* Ketentuan Tugas
A. Berdasarkan teks tentang usulan pengelolaan tambang oleh perguruan tinggi, apa jawaban atas pertanyaan berikut? Tulis satu jawaban per baris dengan penanda yang sama.
(i) Siapa penulis teks tersebut?
(ii) Pada hari dan tanggal berapa Badan Legislasi DPR RI menyetujui rancangan undang-undang yang disebut?
(iii) Undang-undang apa yang hendak diubah untuk keempat kalinya?
B. Apakah tiap pernyataan berikut sesuai dengan teks tentang usulan pengelolaan tambang oleh perguruan tinggi? Jawab ya atau tidak, lalu kutip kata-kata teks yang menentukannya.
(i) Teks menyatakan bahwa pendidikan tinggi telah kehilangan tujuan filosofinya.
(ii) Rancangan undang-undang itu disetujui menjadi usul inisiatif pemerintah.
(iii) Salah satu substansi yang diatur adalah pemberian wilayah izin usaha pertambangan kepada perguruan tinggi.

* Teks yang Diberikan
Alt Title

Perguruan Tinggi Diusulkan Kelola Tambang, Manifestasi Kapitalisasi Pendidikan

Perguruan Tinggi Diusulkan Kelola Tambang, Manifestasi Kapitalisasi Pendidikan

 



Pendidikan tinggi telah kehilangan tujuan filosofinya

dalam mencerdaskan kehidupan bangsa

_________________________


Penulis Nining Anugrawati, ST.,MT 

Kontributor Media Kuntum Cahaya 


KUNTUMCAHAYA.com, OPINI- Badan Legislasi DPR RI pada Senin (20-01-2025) menyetujui Rancangan Undang-Undang tentang perubahan keempat atas Undang-Undang No.4 Tahun 2009 tentang Mineral dan Batu Bara menjadi usul inisiatif DPR, salah satu substansi yang diatur adalah pemberian wilayah izin usaha pertambangan kepada perguruan tinggi.

* Data yang Diberikan
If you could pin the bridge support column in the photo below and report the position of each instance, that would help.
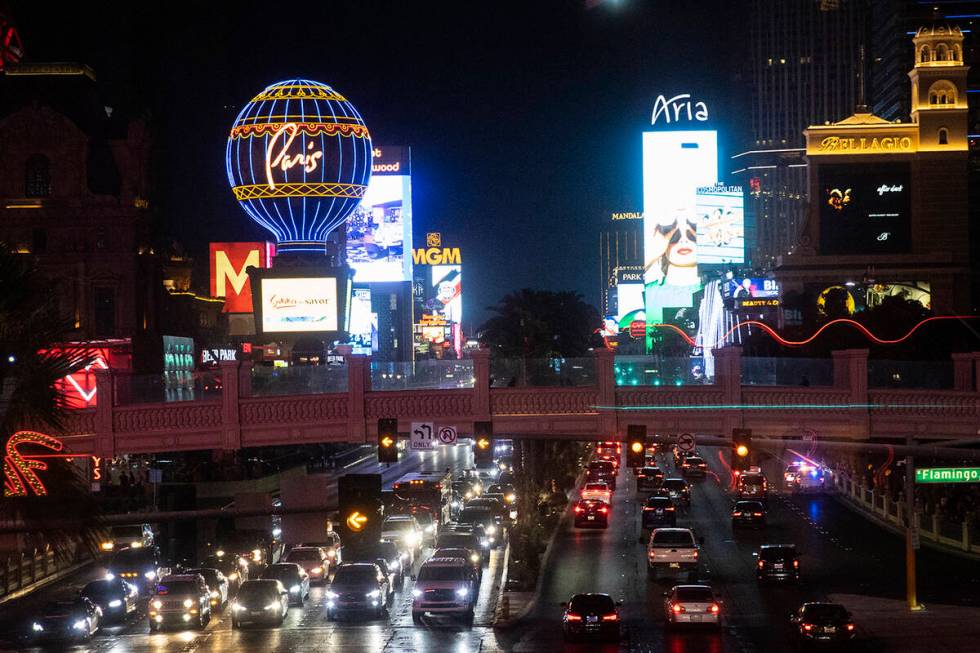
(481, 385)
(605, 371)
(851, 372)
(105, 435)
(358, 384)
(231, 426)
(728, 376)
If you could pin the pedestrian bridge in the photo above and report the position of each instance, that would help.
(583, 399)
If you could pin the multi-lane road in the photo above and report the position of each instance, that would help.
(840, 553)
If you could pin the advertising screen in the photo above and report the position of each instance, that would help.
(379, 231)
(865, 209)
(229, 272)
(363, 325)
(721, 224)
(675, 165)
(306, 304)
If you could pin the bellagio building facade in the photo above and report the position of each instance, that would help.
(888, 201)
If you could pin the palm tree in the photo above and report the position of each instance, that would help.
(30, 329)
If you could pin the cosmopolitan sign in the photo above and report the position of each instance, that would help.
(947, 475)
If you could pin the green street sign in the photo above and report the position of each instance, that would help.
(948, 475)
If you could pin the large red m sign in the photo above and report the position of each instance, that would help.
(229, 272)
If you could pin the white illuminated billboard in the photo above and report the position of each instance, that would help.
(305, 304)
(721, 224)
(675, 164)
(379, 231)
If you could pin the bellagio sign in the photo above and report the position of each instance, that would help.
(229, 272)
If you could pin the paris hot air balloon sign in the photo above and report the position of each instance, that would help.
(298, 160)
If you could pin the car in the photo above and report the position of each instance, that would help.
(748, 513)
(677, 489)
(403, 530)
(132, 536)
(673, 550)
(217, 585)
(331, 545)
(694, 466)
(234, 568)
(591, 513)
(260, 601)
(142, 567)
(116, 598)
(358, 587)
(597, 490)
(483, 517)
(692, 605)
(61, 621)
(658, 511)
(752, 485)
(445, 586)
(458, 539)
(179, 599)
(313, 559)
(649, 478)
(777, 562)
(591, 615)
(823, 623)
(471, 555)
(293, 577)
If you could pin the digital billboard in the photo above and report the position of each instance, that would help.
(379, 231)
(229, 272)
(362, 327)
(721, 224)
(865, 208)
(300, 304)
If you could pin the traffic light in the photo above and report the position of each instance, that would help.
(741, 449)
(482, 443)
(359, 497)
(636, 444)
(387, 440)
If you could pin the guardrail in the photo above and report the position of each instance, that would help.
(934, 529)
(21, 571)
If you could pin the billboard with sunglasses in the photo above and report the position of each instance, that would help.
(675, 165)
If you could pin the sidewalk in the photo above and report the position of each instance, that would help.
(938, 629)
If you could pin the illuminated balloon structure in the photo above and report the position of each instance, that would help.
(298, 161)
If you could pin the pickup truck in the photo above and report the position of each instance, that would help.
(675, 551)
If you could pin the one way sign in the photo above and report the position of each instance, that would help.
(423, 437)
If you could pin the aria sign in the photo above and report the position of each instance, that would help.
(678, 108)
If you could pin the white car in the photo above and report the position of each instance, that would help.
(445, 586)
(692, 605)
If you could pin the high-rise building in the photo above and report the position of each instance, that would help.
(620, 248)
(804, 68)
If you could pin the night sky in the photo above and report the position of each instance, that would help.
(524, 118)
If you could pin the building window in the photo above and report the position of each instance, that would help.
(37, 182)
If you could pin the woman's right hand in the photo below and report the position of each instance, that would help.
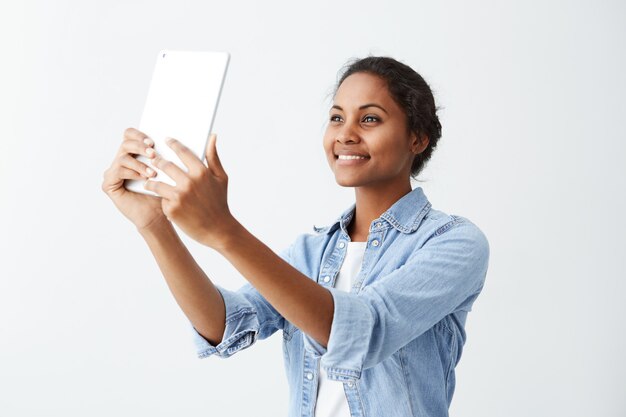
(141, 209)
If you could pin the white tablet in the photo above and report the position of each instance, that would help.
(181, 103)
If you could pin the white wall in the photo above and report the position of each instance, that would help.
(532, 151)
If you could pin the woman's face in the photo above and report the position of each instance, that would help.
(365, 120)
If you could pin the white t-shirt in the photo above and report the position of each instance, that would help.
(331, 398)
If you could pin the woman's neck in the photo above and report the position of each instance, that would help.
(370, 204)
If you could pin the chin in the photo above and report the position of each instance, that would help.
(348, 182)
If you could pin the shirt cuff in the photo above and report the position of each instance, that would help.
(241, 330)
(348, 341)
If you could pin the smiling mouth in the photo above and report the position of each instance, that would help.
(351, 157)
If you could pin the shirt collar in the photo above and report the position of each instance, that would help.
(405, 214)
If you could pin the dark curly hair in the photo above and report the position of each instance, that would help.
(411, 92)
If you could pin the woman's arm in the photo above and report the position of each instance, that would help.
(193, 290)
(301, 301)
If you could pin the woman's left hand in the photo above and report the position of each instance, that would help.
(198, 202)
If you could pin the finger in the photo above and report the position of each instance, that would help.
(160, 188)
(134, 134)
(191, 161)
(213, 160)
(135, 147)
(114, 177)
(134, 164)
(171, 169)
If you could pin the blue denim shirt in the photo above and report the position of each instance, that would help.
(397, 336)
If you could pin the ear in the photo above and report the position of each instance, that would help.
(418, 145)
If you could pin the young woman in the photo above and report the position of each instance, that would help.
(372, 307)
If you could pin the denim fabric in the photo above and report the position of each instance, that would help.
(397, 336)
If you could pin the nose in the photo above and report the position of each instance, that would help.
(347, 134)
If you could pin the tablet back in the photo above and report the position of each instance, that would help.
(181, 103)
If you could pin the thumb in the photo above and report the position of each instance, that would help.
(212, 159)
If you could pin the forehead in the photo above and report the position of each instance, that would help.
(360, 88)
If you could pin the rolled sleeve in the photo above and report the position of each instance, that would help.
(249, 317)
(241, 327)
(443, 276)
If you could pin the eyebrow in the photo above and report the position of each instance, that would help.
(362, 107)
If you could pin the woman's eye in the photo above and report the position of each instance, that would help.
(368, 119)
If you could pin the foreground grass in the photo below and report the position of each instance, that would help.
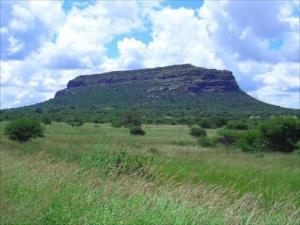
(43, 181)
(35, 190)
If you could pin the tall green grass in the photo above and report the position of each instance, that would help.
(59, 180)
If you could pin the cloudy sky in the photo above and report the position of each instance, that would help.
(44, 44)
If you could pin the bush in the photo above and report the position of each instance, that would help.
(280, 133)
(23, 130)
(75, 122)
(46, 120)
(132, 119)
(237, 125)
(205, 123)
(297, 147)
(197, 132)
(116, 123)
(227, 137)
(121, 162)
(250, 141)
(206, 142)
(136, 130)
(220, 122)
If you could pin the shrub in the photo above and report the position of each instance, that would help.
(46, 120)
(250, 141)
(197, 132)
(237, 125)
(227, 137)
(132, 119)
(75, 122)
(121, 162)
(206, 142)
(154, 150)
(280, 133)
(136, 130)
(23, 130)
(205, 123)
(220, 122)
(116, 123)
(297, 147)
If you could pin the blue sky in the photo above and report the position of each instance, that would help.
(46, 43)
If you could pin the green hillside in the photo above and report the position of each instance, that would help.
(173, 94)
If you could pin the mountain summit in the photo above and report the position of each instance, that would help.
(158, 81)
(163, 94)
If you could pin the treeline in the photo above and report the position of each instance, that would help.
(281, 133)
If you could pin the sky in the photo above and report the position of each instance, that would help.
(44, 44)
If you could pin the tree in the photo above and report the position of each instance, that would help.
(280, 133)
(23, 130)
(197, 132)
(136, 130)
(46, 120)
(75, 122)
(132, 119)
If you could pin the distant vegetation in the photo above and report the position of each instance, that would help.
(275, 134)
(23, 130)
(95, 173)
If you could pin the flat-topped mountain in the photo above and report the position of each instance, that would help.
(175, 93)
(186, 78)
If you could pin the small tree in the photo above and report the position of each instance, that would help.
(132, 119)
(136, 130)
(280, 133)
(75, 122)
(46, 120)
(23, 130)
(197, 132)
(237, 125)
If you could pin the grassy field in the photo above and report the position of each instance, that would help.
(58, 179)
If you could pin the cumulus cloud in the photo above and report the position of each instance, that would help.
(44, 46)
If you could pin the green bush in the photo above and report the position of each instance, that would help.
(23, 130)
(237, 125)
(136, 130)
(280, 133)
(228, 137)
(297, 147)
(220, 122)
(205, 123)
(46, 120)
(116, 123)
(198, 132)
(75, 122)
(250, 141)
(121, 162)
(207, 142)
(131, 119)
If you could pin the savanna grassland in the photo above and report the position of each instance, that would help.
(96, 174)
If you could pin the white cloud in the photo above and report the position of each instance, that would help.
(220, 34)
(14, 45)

* Jawaban Tugas
A.
(i) Nining Anugrawati, ST.,MT
(ii) Senin, 20-01-2025
(iii) Undang-Undang No.4 Tahun 2009 tentang Mineral dan Batu Bara

B.
(i) Ya: "Pendidikan tinggi telah kehilangan tujuan filosofinya"
(ii) Tidak: "menjadi usul inisiatif DPR"
(iii) Ya: "salah satu substansi yang diatur adalah pemberian wilayah izin usaha pertambangan kepada perguruan tinggi"